Exactly as they appear, transcribe the entries and skip any pictures.
------------------------------------------------------------------------
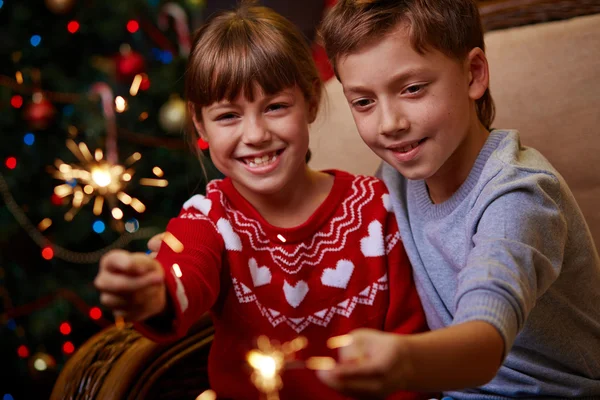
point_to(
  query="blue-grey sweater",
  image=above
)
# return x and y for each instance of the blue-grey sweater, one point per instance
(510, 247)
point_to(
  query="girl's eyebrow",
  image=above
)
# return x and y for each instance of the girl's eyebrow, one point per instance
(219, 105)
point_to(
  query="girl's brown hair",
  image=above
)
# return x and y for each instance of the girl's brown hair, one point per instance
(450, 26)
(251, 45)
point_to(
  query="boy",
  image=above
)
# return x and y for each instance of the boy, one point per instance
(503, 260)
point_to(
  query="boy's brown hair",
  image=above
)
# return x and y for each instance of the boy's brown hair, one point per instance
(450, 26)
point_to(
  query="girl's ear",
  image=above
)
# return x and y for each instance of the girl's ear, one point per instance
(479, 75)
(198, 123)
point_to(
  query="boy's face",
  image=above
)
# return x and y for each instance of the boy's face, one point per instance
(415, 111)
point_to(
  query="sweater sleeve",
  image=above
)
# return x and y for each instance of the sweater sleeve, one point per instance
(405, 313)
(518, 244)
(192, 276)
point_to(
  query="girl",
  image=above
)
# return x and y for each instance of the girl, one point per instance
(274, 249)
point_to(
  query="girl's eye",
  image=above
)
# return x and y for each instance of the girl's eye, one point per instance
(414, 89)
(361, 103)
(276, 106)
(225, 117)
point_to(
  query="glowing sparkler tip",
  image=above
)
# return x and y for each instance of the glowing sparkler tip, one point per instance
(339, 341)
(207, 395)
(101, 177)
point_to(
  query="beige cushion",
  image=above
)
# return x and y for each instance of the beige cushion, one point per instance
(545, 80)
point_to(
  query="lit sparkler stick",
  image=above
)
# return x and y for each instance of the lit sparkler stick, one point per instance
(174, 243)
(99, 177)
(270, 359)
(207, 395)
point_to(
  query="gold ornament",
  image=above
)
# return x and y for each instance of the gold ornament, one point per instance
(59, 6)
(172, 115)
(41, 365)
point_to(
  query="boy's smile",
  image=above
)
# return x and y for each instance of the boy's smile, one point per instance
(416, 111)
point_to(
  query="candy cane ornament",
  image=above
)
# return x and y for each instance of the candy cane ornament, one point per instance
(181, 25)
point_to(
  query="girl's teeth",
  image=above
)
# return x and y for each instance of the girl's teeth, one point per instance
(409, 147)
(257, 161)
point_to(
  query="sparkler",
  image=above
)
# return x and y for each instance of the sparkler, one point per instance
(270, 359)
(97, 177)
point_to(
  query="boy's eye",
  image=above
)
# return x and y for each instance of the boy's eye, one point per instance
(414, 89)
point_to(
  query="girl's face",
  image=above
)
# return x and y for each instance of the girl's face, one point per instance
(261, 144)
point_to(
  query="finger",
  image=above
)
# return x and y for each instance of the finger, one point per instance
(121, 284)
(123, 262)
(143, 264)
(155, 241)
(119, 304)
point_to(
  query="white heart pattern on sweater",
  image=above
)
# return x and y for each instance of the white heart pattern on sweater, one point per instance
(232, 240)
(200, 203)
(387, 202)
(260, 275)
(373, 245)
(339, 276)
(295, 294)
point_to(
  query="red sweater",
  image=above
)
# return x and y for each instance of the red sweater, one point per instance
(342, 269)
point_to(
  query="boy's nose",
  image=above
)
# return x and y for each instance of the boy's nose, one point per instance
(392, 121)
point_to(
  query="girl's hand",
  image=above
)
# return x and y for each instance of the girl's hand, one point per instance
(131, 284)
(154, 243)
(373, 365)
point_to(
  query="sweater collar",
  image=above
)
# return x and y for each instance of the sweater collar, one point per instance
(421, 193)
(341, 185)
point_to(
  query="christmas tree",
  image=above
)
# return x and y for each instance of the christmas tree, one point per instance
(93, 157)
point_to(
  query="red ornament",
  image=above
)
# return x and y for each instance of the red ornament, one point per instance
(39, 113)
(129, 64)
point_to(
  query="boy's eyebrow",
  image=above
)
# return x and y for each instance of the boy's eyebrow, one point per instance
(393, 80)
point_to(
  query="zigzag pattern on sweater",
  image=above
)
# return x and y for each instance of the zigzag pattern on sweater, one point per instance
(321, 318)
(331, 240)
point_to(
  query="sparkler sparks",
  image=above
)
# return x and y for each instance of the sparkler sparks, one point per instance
------------------------------------------------------------------------
## OUTPUT BELOW
point_to(
  query="blue-grey sweater",
  image=above
)
# return x and y for each instance of the blue-grey sweater, one point per instance
(510, 247)
point_to(
  query="girl's eyebrow",
  image=above
)
# return x and y for each instance of the girl's eyebrow, one point per instance
(219, 105)
point_to(
  query="girl's brown hair",
  image=above
)
# return x and y for each instance of the girl's brown hair, one point per instance
(450, 26)
(251, 45)
point_to(
  query="boy",
  image=above
)
# return x and y for each instance of the boy, one point per instance
(503, 260)
point_to(
  query="boy's brown hair",
  image=above
)
# return x and y for each instance of the boy's brown hair, one point per instance
(450, 26)
point_to(
  query="girl's ear",
  image=above
)
# return x and y for each instance of the girl's ear, one point per instance
(479, 75)
(198, 123)
point_to(
  query="boy's face",
  image=above
)
# return x and y for each instance of the boy's face, one point per instance
(415, 111)
point_to(
  query="sweater sleeve",
  image=above
)
# return x and y for each instance of the sweater sleeve, one point per instance
(405, 313)
(518, 244)
(192, 276)
point_to(
  query="girl",
  image=above
)
# return x and y for each instance of the girl, one point per instance
(274, 249)
point_to(
  query="girl's eye",
  image=above
)
# return x and y for each instance of the girl's eye, one point per instance
(414, 89)
(361, 103)
(276, 106)
(225, 117)
point_to(
  query="glowing sparkler tip",
  image=above
)
# return x and y for each instance of the glowing sparkler tip, one point per instance
(339, 341)
(207, 395)
(101, 177)
point_to(
  query="beige cushion",
  image=above
)
# return x and y for each instance of the beige cushion, one point per instance
(545, 80)
point_to(
  query="lit sparkler stick",
  image=above
)
# return x and y for each instance of the lit sparkler stick, one point per instance
(174, 243)
(99, 177)
(270, 359)
(207, 395)
point_to(
  query="gold ornament",
  image=above
)
# return x and y for each instance of the gold ornament, one point per instance
(59, 6)
(172, 115)
(41, 365)
point_to(
  query="boy's smile",
  image=above
)
# return x and y for each instance of the boy's smile, one point per instance
(416, 111)
point_to(
  query="candy cane ornament",
  image=above
)
# return x and y for each instance of the candy cane ornament, one point per instance
(181, 25)
point_to(
  query="girl's teeth",
  image=above
)
# return x and y for each instance of the girl's teeth, one point per instance
(409, 147)
(257, 161)
point_to(
  query="sparkler",
  image=above
)
# return x and y for each instance of the sparkler, one point per instance
(270, 359)
(97, 177)
point_to(
  query="boy's eye",
  image=above
)
# return x and y for each instance of the boy's eye, one point per instance
(414, 89)
point_to(
  query="girl's face",
  image=above
)
# return x and y for each instance of the girl's face, one point per instance
(261, 144)
point_to(
  query="finger",
  image=above
)
# return x and y for each instance of the finger, one point per instance
(121, 284)
(123, 262)
(143, 264)
(155, 241)
(119, 304)
point_to(
  query="white heart pattern on sweater",
  image=above
)
# return x and y for each instance of the white heart pattern on sweater, one point per instance
(232, 240)
(200, 203)
(387, 202)
(260, 275)
(373, 245)
(339, 276)
(295, 294)
point_to(
  query="red sweater",
  image=above
)
# return x and y for each instance of the red sweater, one point per instance
(342, 269)
point_to(
  query="boy's nose",
  image=above
)
# return x and y for each instance of the boy's nose, one point per instance
(392, 121)
point_to(
  query="girl's hand",
  image=above
)
# return x and y for each instance of the girl's hand, one point per instance
(131, 284)
(154, 243)
(373, 365)
point_to(
  query="sweater collar",
  image=above
)
# return x and y for each instance of the sweater collar, one point per instance
(421, 193)
(341, 185)
point_to(
  query="christmas tree",
  image=above
)
# return x and y for each instance of the christmas tree, one point per instance
(93, 157)
point_to(
  query="red ornament",
  image=above
)
# return x and y for each instance of the red ornament, one point per instance
(39, 113)
(129, 64)
point_to(
  query="boy's eyebrow",
  image=above
)
# return x and y for each instance of the boy's eyebrow, one point per instance
(393, 80)
point_to(
  query="zigzag pattern on sweater",
  image=above
)
# return x and y for each instance of the zigzag pattern on sweater, one point per instance
(321, 318)
(331, 240)
point_to(
  query="sparkler sparks",
  image=above
)
# return x and y for each instance of the sparkler sparks, one point per instance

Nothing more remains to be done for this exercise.